**Things to do:**
a: Repeat word for word everything in the excerpt on the annotated video dataset from "Image 1: Ramblr" down to "within object segments).".
b: Carry on the excerpt about the annotated video dataset from its final sentence onward.

**Excerpt:**
Figure 1: Distribution of the video length.

The dataset includes:

  • 83 annotated videos totaling approx. 140 min of footage.
  • 259,190 frames, with 98.9% annotation coverage.
  • 2,135,289 object masks across 1,094 objects and 40 categories.
  • 821 activities, 1,433,880 relations, and 4,057,210 attributes.
  • 21 unique activity types, 16 relation values, and 87 attribute values.
Table 1: Label Density
Metric Value
Avg. objects per video 13
Avg. relations per video 17,275
Avg. attributes per video 48,882
Avg. activities per video 9

Generally, these versatile annotations can be used to train a diverse set of models:

  • Activity Detectors – Temporal segmentation and classification. Activity Prediction with XGBoost
  • Object Detectors – Instance-level recognition. Coming soon
  • Multimodal Generative Models – Grounded prompts for VLMs and LLMs. Coming soon
  • Time-Consistent Models – Tracking and reasoning across frames. GLOBE

Image 1: Ramblr Data Engine - Annotated coffee-making video sample. Left: The mask and category overlays of the video segmentation and the corresponding raw frame. Right: Object-object relations within the example frame. Bottom: Timeline with the individual objects (left column), occurrences (x-axis timeline), and relations and attributes (dashed line within object segments).

Image 2: Ramblr Data Engine. Example interaction with the annotated data for context understanding in a virtual robot-control scenario. The LLM-generated response can, for example, be used to generate diverse, grounded training data for VLMs.

**Excerpted data:**
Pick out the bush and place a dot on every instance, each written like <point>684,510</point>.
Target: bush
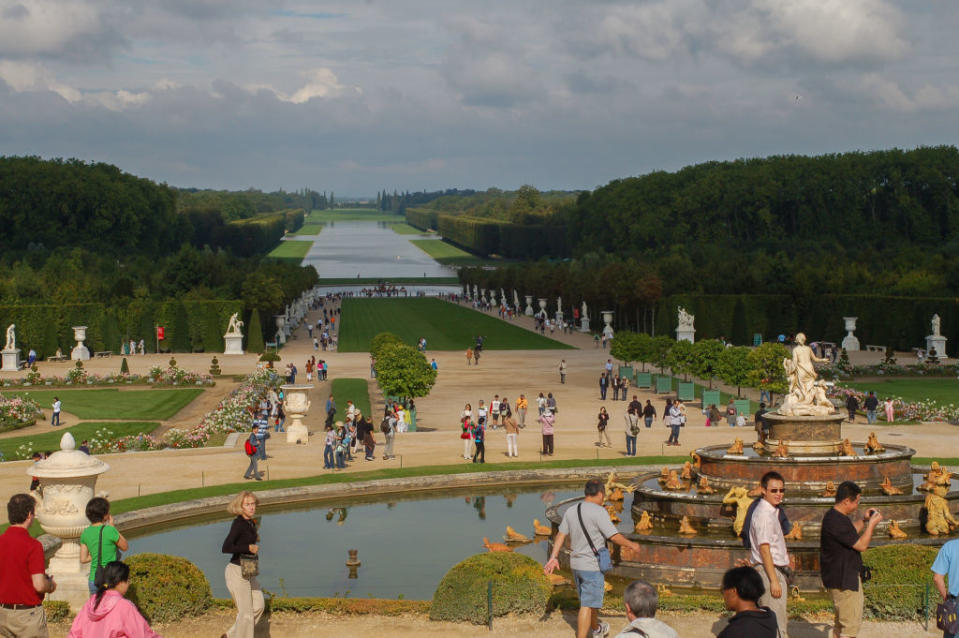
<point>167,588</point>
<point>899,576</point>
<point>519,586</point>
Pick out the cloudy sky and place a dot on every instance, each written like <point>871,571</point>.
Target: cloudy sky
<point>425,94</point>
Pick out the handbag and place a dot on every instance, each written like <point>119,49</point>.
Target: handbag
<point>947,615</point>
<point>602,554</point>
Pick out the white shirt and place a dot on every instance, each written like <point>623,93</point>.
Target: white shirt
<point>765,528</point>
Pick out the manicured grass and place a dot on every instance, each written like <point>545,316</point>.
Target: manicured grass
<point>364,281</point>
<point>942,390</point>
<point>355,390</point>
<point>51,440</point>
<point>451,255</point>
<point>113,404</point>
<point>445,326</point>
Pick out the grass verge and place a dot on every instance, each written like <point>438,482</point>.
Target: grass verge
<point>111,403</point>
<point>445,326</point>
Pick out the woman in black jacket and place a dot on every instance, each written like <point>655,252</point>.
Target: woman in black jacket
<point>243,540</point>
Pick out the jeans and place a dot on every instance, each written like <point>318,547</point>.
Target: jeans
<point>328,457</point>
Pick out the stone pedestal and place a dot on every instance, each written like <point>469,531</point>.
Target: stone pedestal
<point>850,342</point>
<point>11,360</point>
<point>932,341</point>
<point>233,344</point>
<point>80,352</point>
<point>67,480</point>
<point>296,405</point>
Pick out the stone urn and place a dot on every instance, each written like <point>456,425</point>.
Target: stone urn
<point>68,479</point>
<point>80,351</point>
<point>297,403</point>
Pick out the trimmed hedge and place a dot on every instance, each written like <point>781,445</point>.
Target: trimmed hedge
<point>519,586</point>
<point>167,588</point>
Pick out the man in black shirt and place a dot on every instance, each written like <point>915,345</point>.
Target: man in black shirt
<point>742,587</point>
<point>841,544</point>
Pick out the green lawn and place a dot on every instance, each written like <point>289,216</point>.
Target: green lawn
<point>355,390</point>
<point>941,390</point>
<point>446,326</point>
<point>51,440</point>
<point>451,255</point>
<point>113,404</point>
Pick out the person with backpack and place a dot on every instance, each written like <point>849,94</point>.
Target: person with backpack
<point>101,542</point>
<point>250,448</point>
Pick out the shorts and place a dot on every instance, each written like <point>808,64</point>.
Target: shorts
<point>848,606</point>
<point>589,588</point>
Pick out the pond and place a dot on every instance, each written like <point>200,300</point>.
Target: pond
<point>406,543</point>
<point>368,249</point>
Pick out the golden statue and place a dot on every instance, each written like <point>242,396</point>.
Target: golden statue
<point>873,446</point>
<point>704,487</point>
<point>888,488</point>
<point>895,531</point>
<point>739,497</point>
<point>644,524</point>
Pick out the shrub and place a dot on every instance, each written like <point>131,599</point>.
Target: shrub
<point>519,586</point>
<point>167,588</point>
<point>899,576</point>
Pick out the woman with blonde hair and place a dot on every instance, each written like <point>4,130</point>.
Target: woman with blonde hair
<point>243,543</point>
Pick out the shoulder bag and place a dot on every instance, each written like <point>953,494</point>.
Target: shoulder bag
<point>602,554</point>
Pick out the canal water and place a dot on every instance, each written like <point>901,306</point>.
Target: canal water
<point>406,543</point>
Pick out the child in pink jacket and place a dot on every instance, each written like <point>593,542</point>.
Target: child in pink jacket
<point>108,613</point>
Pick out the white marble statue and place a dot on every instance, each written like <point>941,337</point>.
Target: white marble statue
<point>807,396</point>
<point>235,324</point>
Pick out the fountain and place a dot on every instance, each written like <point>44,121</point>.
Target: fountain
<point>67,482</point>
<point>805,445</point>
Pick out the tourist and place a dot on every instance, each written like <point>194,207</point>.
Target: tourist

--

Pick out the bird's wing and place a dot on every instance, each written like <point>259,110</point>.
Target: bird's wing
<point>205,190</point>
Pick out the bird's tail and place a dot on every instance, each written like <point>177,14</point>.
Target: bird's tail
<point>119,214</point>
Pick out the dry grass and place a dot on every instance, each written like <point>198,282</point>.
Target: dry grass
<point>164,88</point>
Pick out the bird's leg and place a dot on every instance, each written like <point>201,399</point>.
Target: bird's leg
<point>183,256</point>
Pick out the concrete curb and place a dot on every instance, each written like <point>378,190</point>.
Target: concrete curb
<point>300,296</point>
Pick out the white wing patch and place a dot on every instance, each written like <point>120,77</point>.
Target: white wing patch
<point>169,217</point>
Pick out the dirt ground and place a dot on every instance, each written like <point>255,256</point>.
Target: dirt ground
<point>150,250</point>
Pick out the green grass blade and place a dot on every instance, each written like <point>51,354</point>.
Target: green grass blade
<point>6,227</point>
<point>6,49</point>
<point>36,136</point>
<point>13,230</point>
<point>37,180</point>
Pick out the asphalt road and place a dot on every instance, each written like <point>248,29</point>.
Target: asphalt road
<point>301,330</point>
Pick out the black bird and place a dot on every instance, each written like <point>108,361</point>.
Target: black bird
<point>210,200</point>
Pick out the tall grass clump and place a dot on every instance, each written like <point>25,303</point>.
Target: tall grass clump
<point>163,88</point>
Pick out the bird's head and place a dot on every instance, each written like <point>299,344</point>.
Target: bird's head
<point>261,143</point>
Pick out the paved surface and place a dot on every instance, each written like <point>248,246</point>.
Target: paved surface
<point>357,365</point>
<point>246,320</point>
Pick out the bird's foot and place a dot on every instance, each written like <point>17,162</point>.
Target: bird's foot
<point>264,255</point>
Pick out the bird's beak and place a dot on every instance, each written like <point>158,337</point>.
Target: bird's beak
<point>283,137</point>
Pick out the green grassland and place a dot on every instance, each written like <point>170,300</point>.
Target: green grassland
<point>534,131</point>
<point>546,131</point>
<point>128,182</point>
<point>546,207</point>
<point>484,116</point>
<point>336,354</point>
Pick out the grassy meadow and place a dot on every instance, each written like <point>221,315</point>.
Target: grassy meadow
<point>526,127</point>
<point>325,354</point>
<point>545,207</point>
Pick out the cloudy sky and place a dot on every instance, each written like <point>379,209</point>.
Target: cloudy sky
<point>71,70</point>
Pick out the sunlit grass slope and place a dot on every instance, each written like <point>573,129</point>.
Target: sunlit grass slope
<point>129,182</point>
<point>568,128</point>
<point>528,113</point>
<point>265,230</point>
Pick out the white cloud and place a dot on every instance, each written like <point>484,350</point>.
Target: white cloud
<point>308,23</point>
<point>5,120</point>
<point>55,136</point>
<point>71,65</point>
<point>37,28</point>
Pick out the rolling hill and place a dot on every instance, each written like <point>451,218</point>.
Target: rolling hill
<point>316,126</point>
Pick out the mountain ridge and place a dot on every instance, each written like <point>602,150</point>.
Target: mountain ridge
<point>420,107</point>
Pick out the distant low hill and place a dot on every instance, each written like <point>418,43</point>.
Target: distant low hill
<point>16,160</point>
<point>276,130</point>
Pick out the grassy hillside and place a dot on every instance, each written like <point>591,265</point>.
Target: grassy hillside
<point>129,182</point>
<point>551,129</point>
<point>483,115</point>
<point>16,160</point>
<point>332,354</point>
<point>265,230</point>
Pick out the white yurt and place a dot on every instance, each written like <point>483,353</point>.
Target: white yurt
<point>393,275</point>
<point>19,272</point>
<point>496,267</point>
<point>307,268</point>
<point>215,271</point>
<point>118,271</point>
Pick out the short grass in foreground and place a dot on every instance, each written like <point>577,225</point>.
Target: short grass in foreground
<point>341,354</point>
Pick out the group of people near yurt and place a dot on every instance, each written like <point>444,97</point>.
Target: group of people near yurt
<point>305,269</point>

**Expected outputs:**
a:
Image 1: Ramblr Data Engine - Annotated coffee-making video sample. Left: The mask and category overlays of the video segmentation and the corresponding raw frame. Right: Object-object relations within the example frame. Bottom: Timeline with the individual objects (left column), occurrences (x-axis timeline), and relations and attributes (dashed line within object segments).

b:
Conclusions

The RDE facilitates rapid, scalable annotation of high-quality ground truth (GT) labels, as demonstrated with the Coffee-Making 101 dataset. These annotations can be leveraged for model training, serve as structured, machine-readable references for domain-specific processes and their variations, and support ask-me-anything style interactions - such as required for knowledge transfer, onboarding, and contextual assistance.

Future work will focus on enriching datasets with spatial sensor data, including 3D scene reconstructions and the fusion of camera stream information with sparse point clouds. In instruction generation, for instance, incorporating camera pose – i.e., understanding the field of view relative to the scene – enables the creation of spatially-aware, next-step guidance. An illustrative instruction might be: “Rotate 180 degrees to bring the table into view, allowing accurate placement of the coffee cup.”

References

[1] Team, G. R., Abeyruwan, S., Ainslie, J., Alayrac, J. B., Arenas, M. G., Armstrong, T., ... & Zhou, Y. (2025). Gemini robotics: Bringing ai into the physical world. arXiv preprint arXiv:2503.20020.

[2] Zhou, Z., Zhu, Y., Zhu, M., Wen, J., Liu, N., Xu, Z., ... & Feng, F. (2025). Chatvla: Unified multimodal understanding and robot control with vision-language-action model. arXiv preprint arXiv:2502.14420.

[3] Jang, E., Irpan, A., Khansari, M., Kappler, D., Ebert, F., Lynch, C., ... & Finn, C. (2022, January). Bc-z: Zero-shot task generalization with robotic imitation learning. In Conference on Robot Learning (pp. 991-1002). PMLR.

[4] Belkhale, S., Cui, Y., & Sadigh, D. (2023). Data quality in imitation learning. Advances in neural information processing systems, 36, 80375-80395.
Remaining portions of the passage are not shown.